# Best way to map network drives



## Guldan (Jan 6, 2010)

Right know I am using SBS login scripts to map drives but we demoted our last SBS box and are now running all server 2008 OS's..

Whats the best way I can hardcode map drives onto a users account?


----------



## AQ78 (Mar 30, 2010)

same as before with a login script, either pop that in there profile section in AD users and computers OR
in group policy under scripts you can pop your script in there and apply it to whatever users you require.


----------



## Guldan (Jan 6, 2010)

Well right now its still using that SBS script but I thought there would be a better solution for 2008, maybe something that attaches directly to the user

Or what about something that attaches to an access level? we have something called "mobile user" which has vpn/internet access.. Can I attach certain drive shares to that access level?


----------



## skinnywhiteboy (Jan 26, 2001)

The only thing that attaches directly to a user account, even remotely like mapped drives, would be home directories. Usually, if it's a small environment, simple batch scripts will do just fine.


----------



## kkurkowski (Oct 22, 2007)

We use Kixtart (http://www.kixtart.org). You can do some nice things with it.


----------



## funguy123us (May 3, 2010)

It's very easy. you can write simple batch file using *net use* command.


----------



## aasimenator (Dec 21, 2008)

The best way in windows 2008 is through Group Policy.


----------

### EXERCISE DETAILS
In the thread on mapping network drives, which command does funguy123us say to use in a simple batch file? The rows have no role in this work.

### RAW RECORDS
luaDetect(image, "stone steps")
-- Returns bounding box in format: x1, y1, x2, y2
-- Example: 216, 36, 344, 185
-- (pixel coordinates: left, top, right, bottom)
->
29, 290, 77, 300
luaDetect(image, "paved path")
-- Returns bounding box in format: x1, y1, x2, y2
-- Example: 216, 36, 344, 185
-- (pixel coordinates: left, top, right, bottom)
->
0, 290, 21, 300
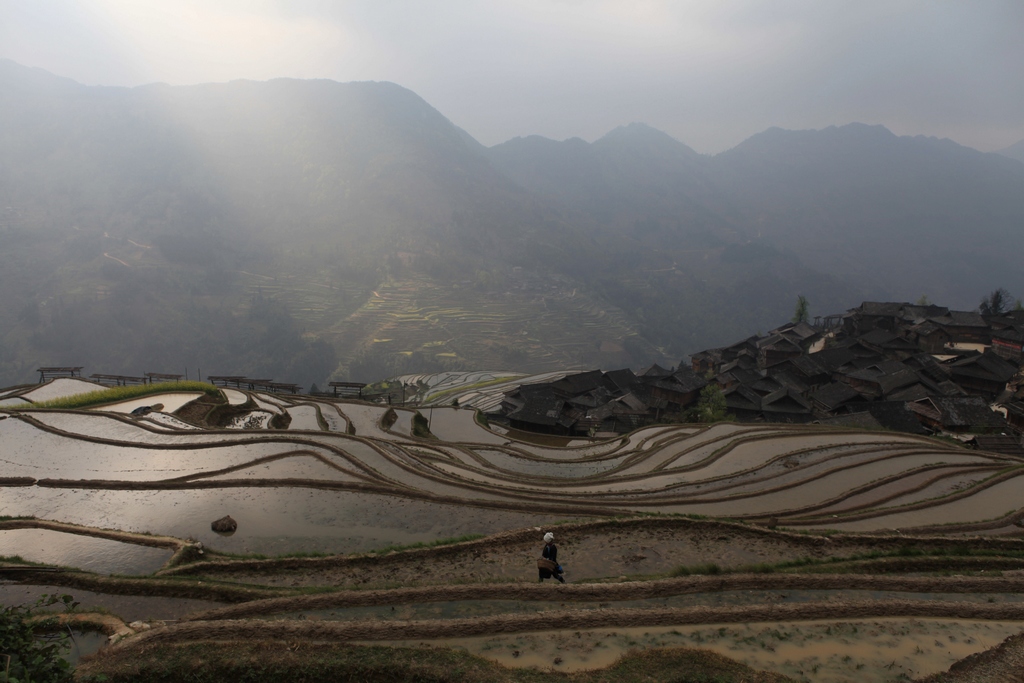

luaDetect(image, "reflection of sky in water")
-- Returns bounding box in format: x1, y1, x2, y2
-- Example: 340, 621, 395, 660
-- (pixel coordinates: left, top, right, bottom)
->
288, 405, 319, 431
88, 391, 203, 414
0, 528, 172, 574
22, 377, 108, 403
0, 420, 323, 481
0, 486, 564, 554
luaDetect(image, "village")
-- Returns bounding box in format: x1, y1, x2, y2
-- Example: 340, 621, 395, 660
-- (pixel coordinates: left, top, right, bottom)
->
497, 301, 1024, 456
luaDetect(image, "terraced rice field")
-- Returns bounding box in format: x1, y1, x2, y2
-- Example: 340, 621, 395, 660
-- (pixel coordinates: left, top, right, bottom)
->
6, 374, 1024, 680
321, 279, 668, 373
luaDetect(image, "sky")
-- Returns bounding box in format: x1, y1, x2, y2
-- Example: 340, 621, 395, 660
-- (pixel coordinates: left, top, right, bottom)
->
0, 0, 1024, 154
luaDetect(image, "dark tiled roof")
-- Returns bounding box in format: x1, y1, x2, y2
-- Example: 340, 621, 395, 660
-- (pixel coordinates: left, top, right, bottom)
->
671, 368, 708, 392
761, 387, 811, 413
811, 382, 861, 413
867, 400, 928, 434
855, 301, 910, 317
604, 368, 640, 391
949, 351, 1017, 382
772, 370, 811, 395
912, 396, 1006, 428
886, 382, 941, 402
786, 353, 828, 378
640, 362, 672, 377
724, 385, 761, 411
931, 310, 988, 328
808, 347, 856, 373
551, 370, 604, 395
508, 387, 565, 427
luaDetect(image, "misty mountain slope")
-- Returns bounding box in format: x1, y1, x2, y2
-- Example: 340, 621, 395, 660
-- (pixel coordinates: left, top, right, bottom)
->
486, 123, 732, 239
0, 60, 1024, 385
996, 140, 1024, 164
713, 124, 1024, 305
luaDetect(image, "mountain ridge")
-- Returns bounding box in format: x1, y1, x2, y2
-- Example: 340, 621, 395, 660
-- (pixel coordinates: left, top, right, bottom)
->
0, 62, 1024, 382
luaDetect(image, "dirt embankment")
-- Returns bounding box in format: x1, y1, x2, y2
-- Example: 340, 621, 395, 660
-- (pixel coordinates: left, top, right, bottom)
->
919, 633, 1024, 683
184, 574, 1024, 622
164, 517, 1024, 588
117, 600, 1024, 647
0, 519, 189, 551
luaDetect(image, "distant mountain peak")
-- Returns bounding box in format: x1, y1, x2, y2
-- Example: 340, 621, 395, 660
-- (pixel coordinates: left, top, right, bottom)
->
995, 140, 1024, 164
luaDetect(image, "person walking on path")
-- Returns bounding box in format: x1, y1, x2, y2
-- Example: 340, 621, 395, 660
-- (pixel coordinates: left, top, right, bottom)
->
537, 531, 565, 584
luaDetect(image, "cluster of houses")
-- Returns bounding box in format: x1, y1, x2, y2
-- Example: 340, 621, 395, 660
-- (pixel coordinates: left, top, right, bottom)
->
501, 302, 1024, 449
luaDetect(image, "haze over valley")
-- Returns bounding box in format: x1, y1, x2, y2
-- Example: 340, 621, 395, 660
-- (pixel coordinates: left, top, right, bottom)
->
0, 60, 1024, 387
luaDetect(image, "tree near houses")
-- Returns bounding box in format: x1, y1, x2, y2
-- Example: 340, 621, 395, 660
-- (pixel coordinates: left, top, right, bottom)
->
793, 294, 811, 323
978, 287, 1014, 315
689, 381, 732, 423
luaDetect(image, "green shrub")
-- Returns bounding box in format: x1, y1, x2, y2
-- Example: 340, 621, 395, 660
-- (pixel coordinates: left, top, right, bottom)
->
0, 595, 78, 683
32, 382, 220, 410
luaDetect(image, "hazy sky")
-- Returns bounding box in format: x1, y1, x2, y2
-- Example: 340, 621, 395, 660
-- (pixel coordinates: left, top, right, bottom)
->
0, 0, 1024, 153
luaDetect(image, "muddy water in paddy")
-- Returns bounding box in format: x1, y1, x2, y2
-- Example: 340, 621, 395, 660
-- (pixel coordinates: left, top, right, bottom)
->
197, 456, 366, 481
0, 582, 224, 623
87, 391, 203, 414
426, 408, 508, 443
827, 476, 1024, 531
0, 420, 315, 481
0, 486, 565, 555
256, 591, 1024, 622
375, 620, 1024, 683
288, 405, 321, 431
0, 528, 171, 574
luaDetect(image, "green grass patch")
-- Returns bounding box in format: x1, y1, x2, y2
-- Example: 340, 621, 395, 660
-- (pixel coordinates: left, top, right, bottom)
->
31, 381, 220, 410
370, 533, 484, 555
669, 546, 1024, 577
413, 413, 434, 438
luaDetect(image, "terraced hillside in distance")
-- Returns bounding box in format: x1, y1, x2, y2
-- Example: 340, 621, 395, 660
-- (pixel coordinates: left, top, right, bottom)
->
6, 373, 1024, 681
322, 278, 668, 375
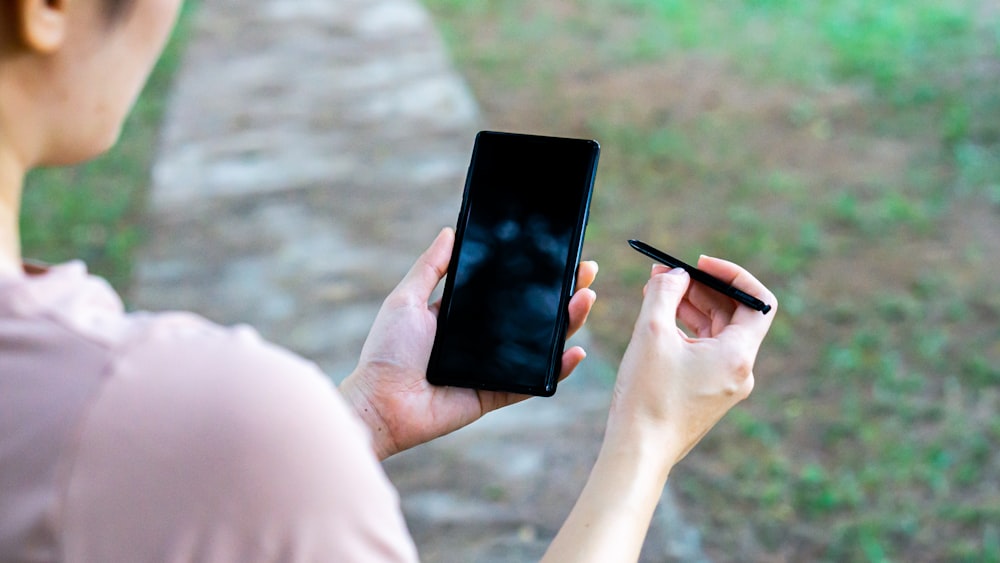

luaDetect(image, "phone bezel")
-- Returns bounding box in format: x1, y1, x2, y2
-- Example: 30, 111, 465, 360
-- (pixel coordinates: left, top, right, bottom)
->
427, 131, 600, 397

### OUTPUT FOR THIS EXERCISE
The net use command.